▶ _TEXTO DO DOCUMENTO_:

◇ ◇ ◇ ◇ ◇

“Não me preocupo muito em ser taxado como ator de um tipo só. Meu ofício é o de me desafiar e fico feliz de saber que a minha construção está disponível para qualquer personagem”. A declaração vem com calma pela voz de Silvero Pereira pelo telefone. Após mais de 15 anos trabalhando nos palcos, o ator finalmente colheu os merecidos frutos ao longo de 2017, um ano meteórico para a sua carreira. No teatro, ele acaba de encerrar a segunda temporada carioca do monólogo “Br-Trans”, uma espécie de estudo antropológico e social das travestis e transexuais brasileiras, idealizado e escrito por ele. Na sétima arte, lançou “Copa 181” e fez barulho pelo Festival do Rio, antes mesmo de sua estreia em circuito comercial. E, claro, houve ainda o presente duplo de Nonato/Elis Miranda, a personagem que marcou sua estreia na TV já em horário nobre, com um papel de destaque em “A Força do Querer”.

◇ ◇ ◇ ◇ ◇

▶ _AS TAREFAS_:
1 - Responda com base no texto sobre Silvero Pereira:
(a) Há quantos anos ele trabalhava nos palcos antes de 2017?
(b) Qual monólogo encerrou sua segunda temporada carioca?
(c) Em que novela ocorreu sua estreia na TV?
2 - Dê seguimento ao texto sobre Silvero Pereira a partir da última frase apresentada.

▶ _DADOS FORNECIDOS_:
◇ ◇ ◇ ◇ ◇

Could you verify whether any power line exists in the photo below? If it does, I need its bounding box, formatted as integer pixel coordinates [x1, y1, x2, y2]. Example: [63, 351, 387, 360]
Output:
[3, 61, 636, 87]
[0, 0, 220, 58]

◇ ◇ ◇ ◇ ◇

▶ _RESPOSTAS DADAS_:
1 -
(a) Há mais de 15 anos.
(b) "Br-Trans".
(c) "A Força do Querer".

2 -
“Acredito que se isso entrou em pauta no horário nobre é porque já se tornou uma necessidade social. Não dá mais para passar desapercebido! Os próprios brasileiros estão dizendo que precisamos prestar mais atenção e desconstruir esse discurso de ódio”, diz Silvero sobre o foco que o folhetim de Glória Perez deu à discussão sobre gênero através tanto de sua personagem quanto da transição de Ivana para Ivan, interpretada pela também poderosa Carol Duarte. Quase que diariamente, o ator se transformou de Nonato, um motorista calado e soturno, para a radiante e performática Elis, sua persona noturna.
Mas Silvero e Glória, sob a direção de Papinha (Rogério Gomes), foram além. Juntos, eles explicaram didaticamente o abecê do que se passa no psicológico de alguém como Elis e, mais ainda, o que se passa no exterior: o escrutínio diário de agressões, xingamentos e preconceitos ao qual os LGBT+ são submetidos. “Nós conseguimos unir a parte comercial e industrial, sem deixar de lado a responsabilidade social do tema”, avalia Silvero, comemorando também o alcance que o debate teve através da TV. “Eu faço isso há 15 anos no teatro, mas ele tem seu eixo. O mais encantador do processo foi entender que a produção inteira estava comprometida em não ser negligente ou tratar essa discussão com imperícia”, pontua.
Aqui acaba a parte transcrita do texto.